## THE EXERCISE
Please copy every line of the records below, requests included, but multiply each point coordinate in the answers by 2.5 and round to the nearest whole number, with halves rounding up.
┌────────
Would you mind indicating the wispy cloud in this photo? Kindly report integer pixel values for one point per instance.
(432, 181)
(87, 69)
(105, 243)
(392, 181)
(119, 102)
└────────
## CORRECT RESULT
Would you mind indicating the wispy cloud in this photo? Kindly report integer pixel values for one point per instance.
(1080, 453)
(218, 173)
(263, 608)
(980, 453)
(298, 255)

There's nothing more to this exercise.